Give back the data below exactly as it was given.

(Source records)
↓↓↓

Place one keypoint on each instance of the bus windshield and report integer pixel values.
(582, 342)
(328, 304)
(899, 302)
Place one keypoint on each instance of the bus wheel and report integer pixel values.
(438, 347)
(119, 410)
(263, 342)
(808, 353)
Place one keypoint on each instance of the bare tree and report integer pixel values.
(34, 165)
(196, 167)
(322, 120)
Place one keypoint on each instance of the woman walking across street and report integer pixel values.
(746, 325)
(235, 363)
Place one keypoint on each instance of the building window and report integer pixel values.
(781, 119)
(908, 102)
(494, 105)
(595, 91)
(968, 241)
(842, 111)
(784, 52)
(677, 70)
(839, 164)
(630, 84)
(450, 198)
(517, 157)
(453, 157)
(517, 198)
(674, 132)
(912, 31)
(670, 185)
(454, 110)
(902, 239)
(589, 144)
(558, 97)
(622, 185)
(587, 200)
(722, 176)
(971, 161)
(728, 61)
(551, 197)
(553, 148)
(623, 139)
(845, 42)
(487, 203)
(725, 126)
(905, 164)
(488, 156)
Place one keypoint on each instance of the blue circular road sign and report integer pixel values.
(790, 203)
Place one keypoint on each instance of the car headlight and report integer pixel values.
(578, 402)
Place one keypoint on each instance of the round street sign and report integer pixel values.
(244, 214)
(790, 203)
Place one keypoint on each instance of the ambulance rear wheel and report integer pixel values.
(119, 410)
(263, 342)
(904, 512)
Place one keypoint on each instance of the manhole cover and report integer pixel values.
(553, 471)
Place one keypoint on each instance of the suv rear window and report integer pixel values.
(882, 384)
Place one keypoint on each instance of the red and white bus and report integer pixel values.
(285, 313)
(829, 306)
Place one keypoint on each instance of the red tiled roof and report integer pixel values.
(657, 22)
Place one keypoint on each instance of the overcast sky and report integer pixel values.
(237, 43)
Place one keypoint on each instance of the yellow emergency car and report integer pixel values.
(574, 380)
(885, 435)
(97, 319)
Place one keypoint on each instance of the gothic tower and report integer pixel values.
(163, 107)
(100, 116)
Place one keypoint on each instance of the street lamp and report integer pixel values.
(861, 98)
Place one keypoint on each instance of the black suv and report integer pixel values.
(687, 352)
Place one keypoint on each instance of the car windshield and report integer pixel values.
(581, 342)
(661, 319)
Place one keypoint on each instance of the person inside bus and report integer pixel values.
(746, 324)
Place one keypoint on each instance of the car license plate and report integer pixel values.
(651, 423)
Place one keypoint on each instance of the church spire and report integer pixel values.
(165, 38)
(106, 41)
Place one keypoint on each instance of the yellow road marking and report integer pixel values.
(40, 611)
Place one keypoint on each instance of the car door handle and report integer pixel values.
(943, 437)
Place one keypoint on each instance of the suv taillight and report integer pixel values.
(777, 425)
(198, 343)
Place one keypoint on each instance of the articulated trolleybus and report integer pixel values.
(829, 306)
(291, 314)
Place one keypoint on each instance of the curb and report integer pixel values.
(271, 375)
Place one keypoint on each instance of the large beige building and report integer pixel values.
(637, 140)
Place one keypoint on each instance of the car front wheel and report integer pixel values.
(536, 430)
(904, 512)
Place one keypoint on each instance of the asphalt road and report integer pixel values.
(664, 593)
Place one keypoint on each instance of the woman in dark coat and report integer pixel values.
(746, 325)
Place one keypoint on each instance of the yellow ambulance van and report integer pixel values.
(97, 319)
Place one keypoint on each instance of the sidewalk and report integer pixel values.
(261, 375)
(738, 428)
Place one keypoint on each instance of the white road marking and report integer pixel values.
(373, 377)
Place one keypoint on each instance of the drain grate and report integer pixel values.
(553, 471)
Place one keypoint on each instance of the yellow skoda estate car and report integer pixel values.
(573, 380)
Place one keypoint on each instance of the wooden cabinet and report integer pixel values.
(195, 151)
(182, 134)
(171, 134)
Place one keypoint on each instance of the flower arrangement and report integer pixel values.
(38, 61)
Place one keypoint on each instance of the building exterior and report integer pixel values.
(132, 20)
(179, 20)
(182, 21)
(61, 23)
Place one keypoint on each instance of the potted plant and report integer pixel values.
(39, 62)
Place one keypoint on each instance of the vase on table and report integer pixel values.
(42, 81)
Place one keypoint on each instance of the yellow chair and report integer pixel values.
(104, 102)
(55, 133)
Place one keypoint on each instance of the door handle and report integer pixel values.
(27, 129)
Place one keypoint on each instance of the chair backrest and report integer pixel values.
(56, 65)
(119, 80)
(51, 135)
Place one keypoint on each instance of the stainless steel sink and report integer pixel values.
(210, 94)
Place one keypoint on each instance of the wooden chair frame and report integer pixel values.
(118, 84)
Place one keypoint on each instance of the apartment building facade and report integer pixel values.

↑↑↑

* **Problem solution**
Place one keypoint on each instance of the bus windshield and report integer pixel values.
(582, 342)
(328, 304)
(899, 302)
Place one keypoint on each instance of the bus wheel and report integer pixel values.
(438, 347)
(119, 410)
(263, 342)
(808, 353)
Place one keypoint on each instance of the bare tree and report integer pixel values.
(34, 165)
(196, 167)
(322, 120)
Place one keypoint on each instance of the woman walking across street and report integer pixel values.
(746, 325)
(235, 363)
Place one keypoint on each instance of the building window and report integer pixel values.
(781, 119)
(908, 102)
(494, 105)
(595, 91)
(968, 241)
(842, 111)
(784, 52)
(677, 70)
(839, 164)
(630, 84)
(450, 198)
(517, 157)
(453, 157)
(517, 198)
(674, 132)
(912, 31)
(670, 185)
(454, 110)
(902, 239)
(589, 144)
(558, 97)
(622, 185)
(587, 200)
(722, 176)
(971, 161)
(728, 61)
(551, 197)
(553, 148)
(623, 139)
(845, 42)
(487, 203)
(725, 126)
(905, 164)
(488, 156)
Place one keypoint on each instance of the blue circular road sign and report integer pixel values.
(790, 203)
Place one keypoint on each instance of the car headlight and report integer pixel values.
(578, 402)
Place one keypoint on each instance of the round street sign and report integer pixel values.
(244, 214)
(790, 203)
Place one keypoint on each instance of the ambulance rear wheel and report integer pixel values.
(119, 410)
(263, 342)
(904, 512)
Place one keypoint on each instance of the manhole cover and report integer pixel values.
(553, 471)
Place one keypoint on each instance of the suv rear window and report integer pixel values.
(882, 384)
Place one keypoint on each instance of the red and white bus and report integer pixel values.
(285, 313)
(829, 306)
Place one keypoint on each instance of the red tiled roof and report integer pixel values.
(657, 22)
Place one keypoint on each instance of the overcast sky and report integer pixel values.
(237, 43)
Place one keypoint on each instance of the yellow emergency car and report integer pixel values.
(574, 380)
(885, 435)
(97, 319)
Place one keypoint on each instance of the gothic tower and report integer pixel values.
(163, 107)
(100, 116)
Place one keypoint on each instance of the street lamp and report integer pixel values.
(861, 98)
Place one keypoint on each instance of the black suv and report integer pixel values.
(687, 352)
Place one keypoint on each instance of the car windshield and report integer pixel values.
(581, 342)
(661, 319)
Place one keypoint on each instance of the person inside bus and report integer pixel values.
(746, 324)
Place one keypoint on each instance of the car license plate and report integer pixel values.
(651, 423)
Place one keypoint on each instance of the church spire and report integer pixel values.
(165, 38)
(106, 41)
Place one keypoint on each instance of the yellow road marking and report integer pixel values.
(40, 611)
Place one keypoint on each instance of the car door handle and report integer pixel values.
(943, 437)
Place one keypoint on each instance of the suv taillight and report integer pixel values.
(777, 425)
(198, 343)
Place one keypoint on each instance of the articulated trolleybus and report integer pixel values.
(829, 306)
(291, 314)
Place one keypoint on each instance of the curb and report integer pixel values.
(271, 375)
Place one keypoint on each instance of the large beige building and report integer pixel values.
(637, 140)
Place one keypoint on each instance of the car front wheel and report integer pixel values.
(536, 430)
(904, 512)
Place one keypoint on each instance of the asphalt road and report integer pixel values.
(664, 593)
Place one keypoint on each instance of the woman in dark coat and report integer pixel values.
(746, 325)
Place one keypoint on each instance of the yellow ambulance van and report integer pixel values.
(97, 319)
Place one keypoint on each instance of the sidewalk and report integer pixel values.
(261, 375)
(738, 428)
Place one keypoint on each instance of the white road marking and report integer pixel values.
(373, 377)
Place one keypoint on each instance of the drain grate and report integer pixel values.
(553, 471)
Place one keypoint on each instance of the yellow skoda estate car and report integer pixel values.
(573, 380)
Place one keypoint on each instance of the wooden cabinet and report integer pixel values.
(195, 151)
(182, 134)
(171, 134)
Place one keypoint on each instance of the flower arrangement and report integer pixel values.
(38, 61)
Place one keypoint on each instance of the building exterior and report integer pixel values.
(132, 20)
(179, 20)
(182, 21)
(61, 23)
Place one keypoint on each instance of the potted plant and report integer pixel values.
(39, 62)
Place one keypoint on each instance of the vase on table and report integer pixel values.
(42, 81)
Place one keypoint on each instance of the yellow chair and report integer pixel values.
(104, 102)
(55, 133)
Place one keypoint on each instance of the door handle and report integer pixel values.
(27, 129)
Place one keypoint on each instance of the chair backrest and report integer pixel values.
(56, 65)
(119, 80)
(51, 135)
Place one keypoint on each instance of the stainless steel sink and report integer pixel values.
(210, 94)
Place one keypoint on each instance of the wooden chair frame and report integer pixel values.
(118, 84)
Place one keypoint on each instance of the apartment building facade and report integer pixel values.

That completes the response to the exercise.